Exercise objective
Every entry below is to be copied exactly, with nothing left out.

(Records drawn from a dataset)
——

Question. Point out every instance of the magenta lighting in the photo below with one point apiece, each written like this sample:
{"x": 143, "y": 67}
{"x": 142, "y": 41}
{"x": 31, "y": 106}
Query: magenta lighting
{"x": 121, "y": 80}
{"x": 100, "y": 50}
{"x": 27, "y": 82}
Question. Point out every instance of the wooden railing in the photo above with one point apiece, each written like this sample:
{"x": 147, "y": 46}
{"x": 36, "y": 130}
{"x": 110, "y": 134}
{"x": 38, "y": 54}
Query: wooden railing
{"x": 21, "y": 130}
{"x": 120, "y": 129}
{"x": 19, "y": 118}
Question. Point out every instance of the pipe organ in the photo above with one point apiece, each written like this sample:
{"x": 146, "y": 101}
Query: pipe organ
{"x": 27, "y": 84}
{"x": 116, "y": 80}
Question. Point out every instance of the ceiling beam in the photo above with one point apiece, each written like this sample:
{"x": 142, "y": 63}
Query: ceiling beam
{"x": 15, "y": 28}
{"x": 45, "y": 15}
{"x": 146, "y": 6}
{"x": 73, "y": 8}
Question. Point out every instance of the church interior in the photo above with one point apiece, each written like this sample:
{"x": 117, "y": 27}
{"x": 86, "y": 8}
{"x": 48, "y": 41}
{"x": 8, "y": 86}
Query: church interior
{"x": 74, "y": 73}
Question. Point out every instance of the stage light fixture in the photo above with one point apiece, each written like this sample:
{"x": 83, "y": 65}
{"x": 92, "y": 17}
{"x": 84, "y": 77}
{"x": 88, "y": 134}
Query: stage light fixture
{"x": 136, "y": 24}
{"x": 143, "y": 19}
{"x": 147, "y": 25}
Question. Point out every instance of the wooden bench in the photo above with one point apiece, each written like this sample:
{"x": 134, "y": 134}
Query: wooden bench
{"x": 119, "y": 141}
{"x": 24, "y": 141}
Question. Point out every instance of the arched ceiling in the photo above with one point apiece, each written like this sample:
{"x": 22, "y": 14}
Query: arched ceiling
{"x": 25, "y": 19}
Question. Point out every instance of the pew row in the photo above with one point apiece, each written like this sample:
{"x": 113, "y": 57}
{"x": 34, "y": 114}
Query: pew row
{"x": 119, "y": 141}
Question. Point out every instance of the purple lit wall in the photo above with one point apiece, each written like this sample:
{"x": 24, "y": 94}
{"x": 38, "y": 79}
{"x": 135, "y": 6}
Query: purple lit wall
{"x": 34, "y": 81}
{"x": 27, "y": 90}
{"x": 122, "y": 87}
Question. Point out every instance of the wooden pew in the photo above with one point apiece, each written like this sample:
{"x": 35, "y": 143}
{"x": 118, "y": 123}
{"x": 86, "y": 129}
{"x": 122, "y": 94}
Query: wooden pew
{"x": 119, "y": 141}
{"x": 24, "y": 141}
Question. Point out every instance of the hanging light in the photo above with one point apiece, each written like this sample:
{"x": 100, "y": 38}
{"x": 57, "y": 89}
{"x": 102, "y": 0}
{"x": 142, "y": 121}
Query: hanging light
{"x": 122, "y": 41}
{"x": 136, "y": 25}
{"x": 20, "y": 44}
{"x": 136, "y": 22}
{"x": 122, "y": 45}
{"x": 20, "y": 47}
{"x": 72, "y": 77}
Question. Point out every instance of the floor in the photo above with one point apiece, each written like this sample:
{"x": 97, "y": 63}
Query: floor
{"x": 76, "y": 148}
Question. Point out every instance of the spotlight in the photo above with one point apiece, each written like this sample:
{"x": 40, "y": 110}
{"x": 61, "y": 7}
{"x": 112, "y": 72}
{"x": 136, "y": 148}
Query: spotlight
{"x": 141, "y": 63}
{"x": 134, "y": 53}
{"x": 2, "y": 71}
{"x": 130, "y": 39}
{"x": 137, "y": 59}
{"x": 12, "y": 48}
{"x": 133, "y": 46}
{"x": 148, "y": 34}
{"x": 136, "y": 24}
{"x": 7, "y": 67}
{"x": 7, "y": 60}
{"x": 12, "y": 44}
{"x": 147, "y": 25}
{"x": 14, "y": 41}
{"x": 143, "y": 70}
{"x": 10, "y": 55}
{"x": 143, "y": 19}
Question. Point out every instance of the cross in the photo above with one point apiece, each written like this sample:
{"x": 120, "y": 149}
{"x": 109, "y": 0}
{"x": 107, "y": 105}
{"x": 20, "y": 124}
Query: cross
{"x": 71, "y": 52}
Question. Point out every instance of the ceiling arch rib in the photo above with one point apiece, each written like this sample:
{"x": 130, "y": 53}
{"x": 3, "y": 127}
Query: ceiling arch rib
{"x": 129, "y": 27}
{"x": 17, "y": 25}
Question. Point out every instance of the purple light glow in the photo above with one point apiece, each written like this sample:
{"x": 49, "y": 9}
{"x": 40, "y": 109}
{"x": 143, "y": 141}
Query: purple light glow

——

Your response
Question. Point out every instance of the magenta lighting in the photo below with one point apiece, each written like this sample:
{"x": 143, "y": 67}
{"x": 142, "y": 41}
{"x": 31, "y": 106}
Query: magenta lighting
{"x": 121, "y": 80}
{"x": 100, "y": 50}
{"x": 27, "y": 82}
Question. Point out every instance of the wooden railing in the photo above with one point apiece, each written like this sample:
{"x": 147, "y": 46}
{"x": 36, "y": 130}
{"x": 110, "y": 134}
{"x": 38, "y": 54}
Query: wooden railing
{"x": 21, "y": 130}
{"x": 120, "y": 129}
{"x": 19, "y": 118}
Question. Point out every instance of the pipe organ in the photo above with one point apiece, each written like this sample:
{"x": 146, "y": 101}
Query: pipe organ
{"x": 27, "y": 84}
{"x": 116, "y": 80}
Question. Point out every instance of the ceiling beam in the photo above with one point apiece, each written like this sample:
{"x": 142, "y": 63}
Query: ceiling beam
{"x": 15, "y": 28}
{"x": 45, "y": 15}
{"x": 146, "y": 6}
{"x": 73, "y": 8}
Question. Point out every instance of the church interior in the photo above with one point apiece, each written like this sample:
{"x": 117, "y": 27}
{"x": 86, "y": 8}
{"x": 48, "y": 41}
{"x": 8, "y": 86}
Query: church interior
{"x": 74, "y": 73}
Question. Point out every instance of the stage light fixture in the photo above with one point apiece, each written like this sample:
{"x": 83, "y": 65}
{"x": 92, "y": 17}
{"x": 84, "y": 77}
{"x": 88, "y": 134}
Query: stage light fixture
{"x": 136, "y": 24}
{"x": 143, "y": 19}
{"x": 147, "y": 25}
Question. Point out every instance of the wooden bench in the photo above with one point apiece, each written like this sample:
{"x": 134, "y": 134}
Query: wooden bench
{"x": 119, "y": 141}
{"x": 24, "y": 141}
Question. Point out every instance of the arched ceiling in the photo above with one point apiece, each written like this sample:
{"x": 22, "y": 14}
Query: arched ceiling
{"x": 25, "y": 19}
Question. Point out every instance of the pew row in the photo above with one point apiece, each written like this sample:
{"x": 113, "y": 57}
{"x": 34, "y": 114}
Query: pew row
{"x": 119, "y": 141}
Question. Point out every instance of the purple lit wall in the photo above with one point apiece, each written like this sample:
{"x": 24, "y": 94}
{"x": 38, "y": 79}
{"x": 135, "y": 6}
Query: purple lit wall
{"x": 34, "y": 81}
{"x": 27, "y": 90}
{"x": 122, "y": 87}
Question. Point out every instance of the wooden pew in the photo above with one point apiece, each written like this sample:
{"x": 35, "y": 143}
{"x": 118, "y": 123}
{"x": 86, "y": 129}
{"x": 122, "y": 94}
Query: wooden pew
{"x": 119, "y": 141}
{"x": 24, "y": 141}
Question. Point out every instance of the hanging light in the photo above with one point apiece, each written like this sample:
{"x": 100, "y": 38}
{"x": 57, "y": 89}
{"x": 102, "y": 0}
{"x": 142, "y": 121}
Query: hanging light
{"x": 122, "y": 41}
{"x": 136, "y": 25}
{"x": 20, "y": 44}
{"x": 136, "y": 22}
{"x": 122, "y": 45}
{"x": 20, "y": 47}
{"x": 72, "y": 77}
Question. Point out every instance of the floor in the photo above with one point apiece, each written like this sample:
{"x": 97, "y": 63}
Query: floor
{"x": 76, "y": 148}
Question. Point out every instance of the spotlight in the photo above with one point apiece, each written like this sample:
{"x": 40, "y": 110}
{"x": 61, "y": 7}
{"x": 112, "y": 72}
{"x": 136, "y": 148}
Query: spotlight
{"x": 141, "y": 63}
{"x": 134, "y": 53}
{"x": 2, "y": 71}
{"x": 130, "y": 39}
{"x": 137, "y": 59}
{"x": 12, "y": 48}
{"x": 133, "y": 46}
{"x": 148, "y": 34}
{"x": 136, "y": 24}
{"x": 7, "y": 67}
{"x": 7, "y": 60}
{"x": 12, "y": 44}
{"x": 147, "y": 25}
{"x": 14, "y": 41}
{"x": 143, "y": 70}
{"x": 10, "y": 55}
{"x": 143, "y": 19}
Question. Point out every instance of the cross in the photo above with one point apiece, each written like this sample:
{"x": 120, "y": 149}
{"x": 109, "y": 0}
{"x": 107, "y": 105}
{"x": 20, "y": 124}
Query: cross
{"x": 71, "y": 52}
Question. Point out every instance of the ceiling arch rib in the photo above with one point apiece, each written like this sample:
{"x": 130, "y": 53}
{"x": 3, "y": 127}
Query: ceiling arch rib
{"x": 129, "y": 27}
{"x": 17, "y": 25}
Question. Point out every instance of the purple light glow in the photo above with one point apiece, each written like this sample:
{"x": 49, "y": 9}
{"x": 40, "y": 109}
{"x": 143, "y": 141}
Query: purple light glow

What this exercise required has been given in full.